Region annotation lines:
::::

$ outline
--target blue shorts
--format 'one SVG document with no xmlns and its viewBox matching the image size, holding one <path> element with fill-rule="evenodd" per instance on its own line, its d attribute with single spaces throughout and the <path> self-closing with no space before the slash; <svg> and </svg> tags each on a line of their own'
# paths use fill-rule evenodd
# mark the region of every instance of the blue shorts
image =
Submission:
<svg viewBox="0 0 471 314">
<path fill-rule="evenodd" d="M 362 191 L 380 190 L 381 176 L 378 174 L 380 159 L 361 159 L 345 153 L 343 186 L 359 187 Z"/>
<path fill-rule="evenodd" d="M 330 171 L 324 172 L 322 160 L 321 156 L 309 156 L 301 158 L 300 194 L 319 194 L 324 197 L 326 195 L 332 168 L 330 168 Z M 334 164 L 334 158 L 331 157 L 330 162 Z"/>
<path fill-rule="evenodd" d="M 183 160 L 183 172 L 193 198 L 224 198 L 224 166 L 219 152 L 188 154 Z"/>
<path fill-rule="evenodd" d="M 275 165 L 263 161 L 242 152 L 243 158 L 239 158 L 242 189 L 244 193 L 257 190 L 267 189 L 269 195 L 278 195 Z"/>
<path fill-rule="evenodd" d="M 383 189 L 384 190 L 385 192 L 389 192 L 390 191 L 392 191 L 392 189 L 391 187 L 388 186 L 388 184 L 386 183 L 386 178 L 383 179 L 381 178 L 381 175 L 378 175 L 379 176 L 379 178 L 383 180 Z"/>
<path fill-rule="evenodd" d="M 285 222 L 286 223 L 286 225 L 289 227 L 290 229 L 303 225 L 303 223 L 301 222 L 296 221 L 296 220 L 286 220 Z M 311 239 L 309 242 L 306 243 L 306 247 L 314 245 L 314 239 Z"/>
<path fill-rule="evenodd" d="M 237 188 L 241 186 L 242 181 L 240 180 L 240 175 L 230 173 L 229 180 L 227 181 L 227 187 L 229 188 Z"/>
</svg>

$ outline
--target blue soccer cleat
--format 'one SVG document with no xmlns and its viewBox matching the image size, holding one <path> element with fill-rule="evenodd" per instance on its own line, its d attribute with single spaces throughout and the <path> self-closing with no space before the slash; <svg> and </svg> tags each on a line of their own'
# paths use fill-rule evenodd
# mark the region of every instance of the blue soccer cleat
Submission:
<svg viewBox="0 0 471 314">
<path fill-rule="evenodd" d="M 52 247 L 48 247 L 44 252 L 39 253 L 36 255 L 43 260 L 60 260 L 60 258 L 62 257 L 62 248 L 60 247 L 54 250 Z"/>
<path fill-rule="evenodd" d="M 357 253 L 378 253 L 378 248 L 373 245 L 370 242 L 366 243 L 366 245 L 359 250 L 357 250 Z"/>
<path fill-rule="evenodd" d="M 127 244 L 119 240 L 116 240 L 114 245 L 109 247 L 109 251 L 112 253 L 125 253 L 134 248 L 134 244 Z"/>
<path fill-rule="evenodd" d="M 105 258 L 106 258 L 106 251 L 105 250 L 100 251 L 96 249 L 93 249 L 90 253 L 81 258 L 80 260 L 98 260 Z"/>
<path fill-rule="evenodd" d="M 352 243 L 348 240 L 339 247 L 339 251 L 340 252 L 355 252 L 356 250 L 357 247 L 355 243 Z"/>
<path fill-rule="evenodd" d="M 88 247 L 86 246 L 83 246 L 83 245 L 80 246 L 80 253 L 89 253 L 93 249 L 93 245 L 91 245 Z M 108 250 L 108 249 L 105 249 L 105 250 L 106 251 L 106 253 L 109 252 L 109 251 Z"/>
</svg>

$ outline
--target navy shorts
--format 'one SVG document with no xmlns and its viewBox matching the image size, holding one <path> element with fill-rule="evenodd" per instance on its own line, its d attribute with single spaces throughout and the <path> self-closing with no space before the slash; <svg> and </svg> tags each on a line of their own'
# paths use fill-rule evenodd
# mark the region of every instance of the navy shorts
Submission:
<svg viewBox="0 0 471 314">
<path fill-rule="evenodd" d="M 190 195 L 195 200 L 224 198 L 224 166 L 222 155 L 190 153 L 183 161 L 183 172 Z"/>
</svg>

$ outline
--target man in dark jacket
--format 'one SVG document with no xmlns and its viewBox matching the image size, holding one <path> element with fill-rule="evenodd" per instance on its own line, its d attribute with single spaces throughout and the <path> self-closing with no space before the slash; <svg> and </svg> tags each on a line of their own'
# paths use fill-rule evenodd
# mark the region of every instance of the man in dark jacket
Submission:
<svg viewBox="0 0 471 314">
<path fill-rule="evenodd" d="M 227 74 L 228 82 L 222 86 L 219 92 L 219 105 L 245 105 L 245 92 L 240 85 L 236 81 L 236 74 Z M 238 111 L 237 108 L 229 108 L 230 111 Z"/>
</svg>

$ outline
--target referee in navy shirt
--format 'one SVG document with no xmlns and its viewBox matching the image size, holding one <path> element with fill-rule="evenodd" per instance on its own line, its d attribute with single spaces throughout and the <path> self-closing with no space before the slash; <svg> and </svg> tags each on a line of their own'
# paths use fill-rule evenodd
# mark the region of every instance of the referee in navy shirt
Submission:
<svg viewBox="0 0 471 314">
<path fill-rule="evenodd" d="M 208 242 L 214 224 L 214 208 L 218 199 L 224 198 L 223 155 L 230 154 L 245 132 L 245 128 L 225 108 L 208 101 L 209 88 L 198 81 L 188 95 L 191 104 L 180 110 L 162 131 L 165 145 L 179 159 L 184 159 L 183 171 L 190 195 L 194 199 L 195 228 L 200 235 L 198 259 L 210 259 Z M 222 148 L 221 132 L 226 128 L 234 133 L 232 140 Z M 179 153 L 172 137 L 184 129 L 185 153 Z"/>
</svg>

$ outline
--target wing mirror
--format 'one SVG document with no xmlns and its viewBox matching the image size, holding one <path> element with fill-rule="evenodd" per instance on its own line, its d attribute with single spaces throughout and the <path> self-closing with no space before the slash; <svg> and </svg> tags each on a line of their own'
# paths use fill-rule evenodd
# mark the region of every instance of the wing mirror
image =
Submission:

::::

EXERCISE DETAILS:
Write out every one of the lines above so that each reads the same as in the original.

RESPONSE FOR THIS EXERCISE:
$ outline
--target blue shorts
--format 'one SVG document with no xmlns and its viewBox matching the image size, holding one <path> element with fill-rule="evenodd" per instance on its own line, its d attribute with single spaces throughout and the <path> self-closing with no space before the slash; <svg> and </svg> tags each on a line of their own'
# paths use fill-rule evenodd
# mark the region of every instance of the blue shorts
image =
Submission:
<svg viewBox="0 0 471 314">
<path fill-rule="evenodd" d="M 362 191 L 380 190 L 381 176 L 378 174 L 380 159 L 361 159 L 345 153 L 343 186 L 359 187 Z"/>
<path fill-rule="evenodd" d="M 330 171 L 324 172 L 322 160 L 321 156 L 309 156 L 301 158 L 300 194 L 319 194 L 324 197 L 326 195 L 332 168 L 330 168 Z M 334 164 L 334 158 L 331 157 L 330 162 Z"/>
<path fill-rule="evenodd" d="M 183 160 L 183 172 L 193 198 L 224 198 L 224 166 L 219 152 L 188 154 Z"/>
<path fill-rule="evenodd" d="M 275 165 L 263 161 L 242 152 L 243 158 L 239 158 L 242 189 L 244 193 L 257 190 L 267 189 L 269 195 L 278 195 Z"/>
<path fill-rule="evenodd" d="M 383 189 L 384 190 L 385 192 L 389 192 L 390 191 L 392 191 L 392 189 L 391 187 L 388 186 L 388 184 L 386 183 L 386 178 L 383 179 L 381 178 L 381 175 L 378 175 L 379 176 L 379 178 L 383 180 Z"/>
<path fill-rule="evenodd" d="M 285 222 L 286 223 L 286 225 L 289 227 L 290 229 L 303 225 L 303 223 L 301 222 L 296 221 L 296 220 L 286 220 Z M 311 239 L 309 242 L 306 243 L 306 247 L 314 245 L 314 239 Z"/>
<path fill-rule="evenodd" d="M 237 188 L 241 186 L 242 181 L 240 180 L 240 175 L 230 173 L 229 180 L 227 181 L 227 187 L 229 188 Z"/>
</svg>

$ outline
--target blue soccer cleat
--format 'one SVG document with no xmlns and its viewBox matching the image size, holding one <path> element with fill-rule="evenodd" per instance on its own line, its d attribute with single spaces throughout and the <path> self-closing with no space before the slash; <svg> and </svg> tags each on a line of their own'
# paths use fill-rule evenodd
# mark the region of every instance of the blue soccer cleat
Submission:
<svg viewBox="0 0 471 314">
<path fill-rule="evenodd" d="M 52 247 L 48 247 L 44 252 L 39 253 L 36 255 L 43 260 L 60 260 L 60 258 L 62 257 L 62 248 L 60 247 L 54 250 Z"/>
<path fill-rule="evenodd" d="M 357 253 L 378 253 L 378 248 L 373 245 L 370 242 L 366 243 L 366 245 L 359 250 L 357 250 Z"/>
<path fill-rule="evenodd" d="M 127 244 L 119 240 L 116 240 L 114 245 L 109 247 L 109 251 L 112 253 L 125 253 L 134 248 L 134 244 Z"/>
<path fill-rule="evenodd" d="M 105 258 L 106 258 L 106 251 L 105 250 L 100 251 L 96 249 L 93 249 L 90 253 L 81 258 L 80 260 L 98 260 Z"/>
<path fill-rule="evenodd" d="M 352 243 L 348 240 L 339 247 L 339 251 L 340 252 L 355 252 L 356 250 L 357 247 L 355 243 Z"/>
<path fill-rule="evenodd" d="M 88 247 L 86 246 L 83 246 L 83 245 L 80 246 L 80 253 L 89 253 L 93 249 L 93 245 L 91 245 Z M 108 250 L 108 249 L 105 249 L 105 250 L 106 251 L 106 253 L 109 252 L 109 251 Z"/>
</svg>

$ outline
--target navy shorts
--format 'one SVG document with no xmlns and its viewBox matching the image size, holding one <path> element with fill-rule="evenodd" per instance on its own line, its d attribute with single spaces throughout and the <path> self-closing with no space before the slash; <svg> and </svg> tags each on a line of their own'
# paths use fill-rule evenodd
# mark the region of every instance of the navy shorts
Submission:
<svg viewBox="0 0 471 314">
<path fill-rule="evenodd" d="M 190 195 L 195 200 L 224 198 L 224 166 L 222 155 L 190 153 L 183 161 L 183 172 Z"/>
</svg>

$ outline
--target man in dark jacket
--format 'one SVG document with no xmlns and its viewBox matching the image size, holding one <path> element with fill-rule="evenodd" per instance on its own line, its d attribute with single spaces throughout and the <path> self-closing with no space before the slash; <svg> and </svg> tags each on a line of their own'
# paths use fill-rule evenodd
# mark the region of every instance of the man in dark jacket
Submission:
<svg viewBox="0 0 471 314">
<path fill-rule="evenodd" d="M 227 74 L 228 82 L 222 86 L 219 92 L 219 105 L 245 105 L 245 92 L 240 85 L 236 81 L 236 74 Z M 238 111 L 237 108 L 229 108 L 230 111 Z"/>
</svg>

$ outline
--target referee in navy shirt
--format 'one SVG document with no xmlns and its viewBox matching the image size, holding one <path> element with fill-rule="evenodd" per instance on its own line, its d attribute with single spaces throughout and the <path> self-closing with no space before the slash; <svg> and </svg> tags each on a line of their own'
# paths use fill-rule evenodd
# mark the region of every instance of the referee in navy shirt
Submission:
<svg viewBox="0 0 471 314">
<path fill-rule="evenodd" d="M 208 242 L 214 224 L 214 208 L 218 199 L 224 198 L 223 155 L 230 154 L 245 132 L 245 128 L 225 108 L 208 101 L 209 88 L 198 81 L 188 95 L 191 104 L 180 110 L 162 131 L 165 145 L 179 159 L 184 159 L 183 171 L 190 195 L 194 199 L 195 228 L 200 235 L 198 259 L 210 259 Z M 222 148 L 221 132 L 226 128 L 234 133 L 232 140 Z M 179 153 L 172 137 L 184 129 L 185 153 Z"/>
</svg>

$ outline
--target wing mirror
--format 'one SVG document with no xmlns and its viewBox matching the image size, holding one <path> element with fill-rule="evenodd" per instance on its own line, its d attribute with single spaces throughout and the <path> self-closing with no space before the slash; <svg> and </svg> tags each on a line of their own'
# paths use fill-rule evenodd
# mark the region of every instance of the wing mirror
image =
Submission:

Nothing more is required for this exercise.